Assigned task →
Please give the listing again, word for word, with nothing left out.

----- Exercise inputs -----

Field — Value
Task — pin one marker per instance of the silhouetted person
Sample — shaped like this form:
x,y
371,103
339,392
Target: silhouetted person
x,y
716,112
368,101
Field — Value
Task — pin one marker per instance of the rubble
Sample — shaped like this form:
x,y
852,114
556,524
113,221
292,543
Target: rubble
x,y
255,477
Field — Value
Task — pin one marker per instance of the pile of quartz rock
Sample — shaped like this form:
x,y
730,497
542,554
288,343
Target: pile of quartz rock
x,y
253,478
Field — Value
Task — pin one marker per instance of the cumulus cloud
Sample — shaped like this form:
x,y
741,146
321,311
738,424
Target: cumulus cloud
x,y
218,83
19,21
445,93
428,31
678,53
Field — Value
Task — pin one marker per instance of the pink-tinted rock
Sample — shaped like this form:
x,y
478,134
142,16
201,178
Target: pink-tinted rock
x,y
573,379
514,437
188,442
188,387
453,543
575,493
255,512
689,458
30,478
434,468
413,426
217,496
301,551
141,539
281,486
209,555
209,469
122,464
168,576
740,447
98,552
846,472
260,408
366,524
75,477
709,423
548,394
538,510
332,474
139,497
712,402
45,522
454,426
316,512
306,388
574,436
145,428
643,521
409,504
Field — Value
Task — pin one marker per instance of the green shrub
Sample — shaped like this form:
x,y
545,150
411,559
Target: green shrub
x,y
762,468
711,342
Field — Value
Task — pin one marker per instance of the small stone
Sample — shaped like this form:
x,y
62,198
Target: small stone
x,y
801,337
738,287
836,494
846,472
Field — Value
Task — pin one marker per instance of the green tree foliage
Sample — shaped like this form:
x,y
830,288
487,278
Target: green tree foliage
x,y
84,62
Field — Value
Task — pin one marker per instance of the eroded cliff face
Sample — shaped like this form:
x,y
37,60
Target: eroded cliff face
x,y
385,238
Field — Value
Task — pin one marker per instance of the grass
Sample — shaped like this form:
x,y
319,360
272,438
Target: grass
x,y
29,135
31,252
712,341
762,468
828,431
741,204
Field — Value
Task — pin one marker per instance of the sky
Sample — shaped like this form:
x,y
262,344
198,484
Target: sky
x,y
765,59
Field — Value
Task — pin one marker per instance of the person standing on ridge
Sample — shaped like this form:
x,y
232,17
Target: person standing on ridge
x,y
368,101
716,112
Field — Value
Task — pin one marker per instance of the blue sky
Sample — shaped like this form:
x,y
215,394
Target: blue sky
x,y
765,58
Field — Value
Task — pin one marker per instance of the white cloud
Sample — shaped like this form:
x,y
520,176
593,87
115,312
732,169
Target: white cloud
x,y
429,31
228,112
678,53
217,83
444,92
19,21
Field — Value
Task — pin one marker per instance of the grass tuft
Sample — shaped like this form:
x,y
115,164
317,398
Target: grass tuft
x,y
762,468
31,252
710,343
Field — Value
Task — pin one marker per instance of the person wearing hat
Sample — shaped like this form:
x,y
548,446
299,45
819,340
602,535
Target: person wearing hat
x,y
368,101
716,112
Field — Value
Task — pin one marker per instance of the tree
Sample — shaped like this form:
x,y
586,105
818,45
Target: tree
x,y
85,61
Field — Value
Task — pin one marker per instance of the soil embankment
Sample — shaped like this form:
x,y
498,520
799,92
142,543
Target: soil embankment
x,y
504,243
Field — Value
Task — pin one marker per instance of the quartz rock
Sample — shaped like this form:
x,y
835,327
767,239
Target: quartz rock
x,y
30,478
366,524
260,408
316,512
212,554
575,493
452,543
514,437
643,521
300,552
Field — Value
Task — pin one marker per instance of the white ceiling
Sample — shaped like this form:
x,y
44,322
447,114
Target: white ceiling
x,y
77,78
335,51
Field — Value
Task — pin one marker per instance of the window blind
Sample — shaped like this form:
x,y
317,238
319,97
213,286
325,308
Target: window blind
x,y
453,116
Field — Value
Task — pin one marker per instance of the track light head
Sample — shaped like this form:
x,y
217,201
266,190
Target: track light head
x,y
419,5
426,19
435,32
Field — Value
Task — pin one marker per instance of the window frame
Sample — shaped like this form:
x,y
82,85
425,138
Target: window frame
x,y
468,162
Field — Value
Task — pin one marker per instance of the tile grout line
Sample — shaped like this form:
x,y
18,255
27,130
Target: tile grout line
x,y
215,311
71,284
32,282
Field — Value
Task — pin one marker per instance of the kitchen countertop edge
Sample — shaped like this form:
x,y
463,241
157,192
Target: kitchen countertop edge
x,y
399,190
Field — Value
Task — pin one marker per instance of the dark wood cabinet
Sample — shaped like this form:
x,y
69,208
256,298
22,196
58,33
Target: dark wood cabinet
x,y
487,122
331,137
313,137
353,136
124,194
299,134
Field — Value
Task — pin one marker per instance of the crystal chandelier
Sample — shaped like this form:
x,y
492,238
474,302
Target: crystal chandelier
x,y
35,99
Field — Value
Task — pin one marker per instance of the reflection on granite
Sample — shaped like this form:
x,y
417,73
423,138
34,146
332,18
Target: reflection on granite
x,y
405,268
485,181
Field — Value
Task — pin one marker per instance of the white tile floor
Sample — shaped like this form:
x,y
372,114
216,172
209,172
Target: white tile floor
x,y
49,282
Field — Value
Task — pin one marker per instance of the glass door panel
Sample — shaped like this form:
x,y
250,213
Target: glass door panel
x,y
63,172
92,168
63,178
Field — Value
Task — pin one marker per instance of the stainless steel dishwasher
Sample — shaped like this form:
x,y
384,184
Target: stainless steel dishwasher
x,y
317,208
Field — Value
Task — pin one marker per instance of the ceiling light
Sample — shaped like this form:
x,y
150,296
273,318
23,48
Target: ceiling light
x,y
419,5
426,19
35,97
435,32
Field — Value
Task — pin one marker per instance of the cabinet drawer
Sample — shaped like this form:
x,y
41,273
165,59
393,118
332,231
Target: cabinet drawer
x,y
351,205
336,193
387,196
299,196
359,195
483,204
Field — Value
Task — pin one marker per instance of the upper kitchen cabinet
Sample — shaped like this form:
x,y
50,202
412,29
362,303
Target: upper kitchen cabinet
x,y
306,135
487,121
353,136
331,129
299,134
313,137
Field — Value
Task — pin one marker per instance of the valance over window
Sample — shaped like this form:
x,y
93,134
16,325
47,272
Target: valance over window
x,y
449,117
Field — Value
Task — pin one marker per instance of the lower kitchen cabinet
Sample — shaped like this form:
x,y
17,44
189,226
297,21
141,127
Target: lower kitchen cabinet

-----

Answer →
Field — Value
Task — pin one marker per instance of the silhouetted person
Sample — shaped like this form:
x,y
371,103
339,392
Target: silhouetted person
x,y
716,112
368,101
Field — Value
Task — pin one marker per instance of the rubble
Sample — shaped like this form:
x,y
852,114
556,524
113,221
292,543
Target: rubble
x,y
255,477
Field — Value
Task — pin one marker per instance of the pile of quartz rock
Sample — shaped like this form:
x,y
730,497
542,554
288,343
Target: pile of quartz rock
x,y
253,478
Field — Value
Task — pin one marker per instance of the cumulus cloud
Sample — shaped like this form:
x,y
741,146
321,311
738,424
Target: cumulus cloud
x,y
218,83
19,21
445,93
428,31
678,53
Field — Value
Task — pin one marker per instance of the pink-tinted rock
Sample — shaped like this form:
x,y
478,134
142,16
201,178
Target: pink-tinted rock
x,y
573,379
514,437
188,442
188,387
453,543
575,493
255,512
689,458
30,478
434,468
413,426
217,496
301,551
141,539
281,486
209,555
209,469
122,464
168,576
740,447
98,552
846,472
260,408
366,524
75,477
709,423
548,394
538,510
332,474
139,497
712,402
45,522
454,426
316,512
306,388
574,436
145,428
643,521
409,504
Field — Value
Task — pin one marker per instance of the green shrub
Sample — shaped like this form:
x,y
545,150
411,559
Target: green shrub
x,y
762,468
711,342
Field — Value
Task — pin one marker per instance of the small stone
Sample — shaped like this form:
x,y
62,198
Target: small stone
x,y
801,337
738,287
836,494
846,472
Field — Value
Task — pin one marker per instance of the green tree foliage
Sample — shaped like this form:
x,y
830,288
487,278
Target: green tree foliage
x,y
84,62
Field — Value
Task — pin one marker per instance of the eroded cliff face
Sample — shaped like this form:
x,y
37,60
Target: eroded cliff face
x,y
385,238
Field — Value
Task — pin one marker per instance of the grass
Sample — shaped like this form:
x,y
319,360
272,438
Target: grass
x,y
29,135
31,252
712,341
762,468
828,431
741,204
Field — Value
Task — pin one marker per instance of the sky
Sample — shaped like this form:
x,y
262,344
198,484
Target: sky
x,y
765,59
Field — Value
Task — pin one marker per instance of the person standing on ridge
Sample — shaped like this form:
x,y
232,17
Target: person standing on ridge
x,y
368,101
716,112
Field — Value
Task — pin one marker per instance of the blue sky
Sample — shaped like this form:
x,y
215,394
Target: blue sky
x,y
765,58
Field — Value
Task — pin one marker per instance of the white cloud
Sample — shaped like this form:
x,y
520,176
593,87
115,312
732,169
Target: white cloud
x,y
429,31
228,112
678,53
217,83
444,92
19,21
Field — Value
Task — pin one marker per instance of the grass tuft
Sample — shaped like this form:
x,y
115,164
317,398
Target: grass tuft
x,y
762,468
31,252
710,343
Field — Value
Task — pin one marker per instance of the person wearing hat
Sample — shaped like this form:
x,y
548,446
299,45
819,340
602,535
Target: person wearing hat
x,y
368,101
716,112
Field — Value
Task — pin one marker per instance of the tree
Sample — shaped like this form:
x,y
586,105
818,45
Target: tree
x,y
85,61
Field — Value
Task — pin one marker per instance of the soil embankment
Sample — shaped like this form:
x,y
498,520
799,92
142,543
Target: soil embankment
x,y
504,243
Field — Value
Task — pin one marker per instance of the quartz rock
Sample — shaped like this form:
x,y
835,327
767,239
Target: quartz rock
x,y
30,478
366,524
260,408
316,512
212,554
575,493
452,543
514,437
643,521
300,552
Field — Value
Task — pin one marker per instance of the white ceiling
Sample — shaped like this form:
x,y
44,322
447,114
Target: white ceiling
x,y
77,78
335,51
Field — Value
Task — pin one marker per instance of the window blind
Sample — shaped like this form:
x,y
317,238
319,97
213,286
325,308
Target: window blind
x,y
453,116
Field — Value
Task — pin one marker per instance of the track light head
Sample — shaped like this form:
x,y
217,201
266,190
Target: track light head
x,y
419,5
426,19
435,32
Field — Value
Task — pin one marker per instance of the window frame
Sample — shaped like this form:
x,y
82,85
425,138
Target: window frame
x,y
468,162
Field — Value
Task — pin one marker per instance of the tile grout line
Sample — shaped like this form:
x,y
18,255
27,130
Target: tile grout line
x,y
215,311
71,284
32,282
Field — Value
Task — pin one marker per instance of the kitchen countertop edge
Sample — shaped like this form:
x,y
463,241
157,192
Target: kitchen countertop edge
x,y
399,190
Field — Value
Task — pin one marker per instance of the dark wood cabinet
Sample — shaped like this form:
x,y
69,208
256,298
22,196
58,33
Target: dark wood cabinet
x,y
487,122
331,137
313,137
353,136
124,194
299,134
Field — Value
Task — pin one marker per instance of the crystal chandelier
Sample — shaped like this form:
x,y
492,238
474,302
Target: crystal chandelier
x,y
35,99
Field — Value
Task — pin one marker per instance of the reflection on granite
Sample — shaped like this form:
x,y
417,73
423,138
34,146
332,18
Target: reflection on granite
x,y
405,268
485,181
Field — Value
Task — pin one marker per instance of the white tile floor
Sample — shaped like this form:
x,y
372,114
216,172
209,172
Target: white tile floor
x,y
49,282
Field — Value
Task — pin one marker per instance of the glass door panel
Sample — shaped like this form:
x,y
250,213
Target: glass door panel
x,y
63,172
92,168
63,178
Field — Value
Task — pin one marker per instance of the stainless steel dishwasher
Sample — shaped like this form:
x,y
384,184
Target: stainless steel dishwasher
x,y
317,208
Field — Value
Task — pin one marker per instance of the ceiling light
Sample — shaped like this form:
x,y
150,296
273,318
23,48
Target: ceiling light
x,y
419,5
426,19
35,97
435,32
Field — Value
Task — pin one marker per instance of the cabinet drawer
Sample — shaped like this form:
x,y
41,273
165,59
393,118
332,231
Target: cabinet drawer
x,y
351,205
336,193
387,196
299,196
359,195
483,204
Field — Value
Task — pin one marker per instance of the upper kitchen cabinet
Sample — shaped like this form:
x,y
50,202
412,29
362,303
Target: upper kitchen cabinet
x,y
306,135
487,121
353,136
331,129
299,134
313,137
Field — Value
Task — pin one marker per instance of the valance over window
Sample — shaped like this form:
x,y
93,134
16,325
47,272
Target: valance over window
x,y
449,117
Field — Value
Task — pin one marker per instance of the lower kitchen cabinet
Sample — shaped like this form:
x,y
17,44
189,226
297,21
141,127
Target: lower kitchen cabinet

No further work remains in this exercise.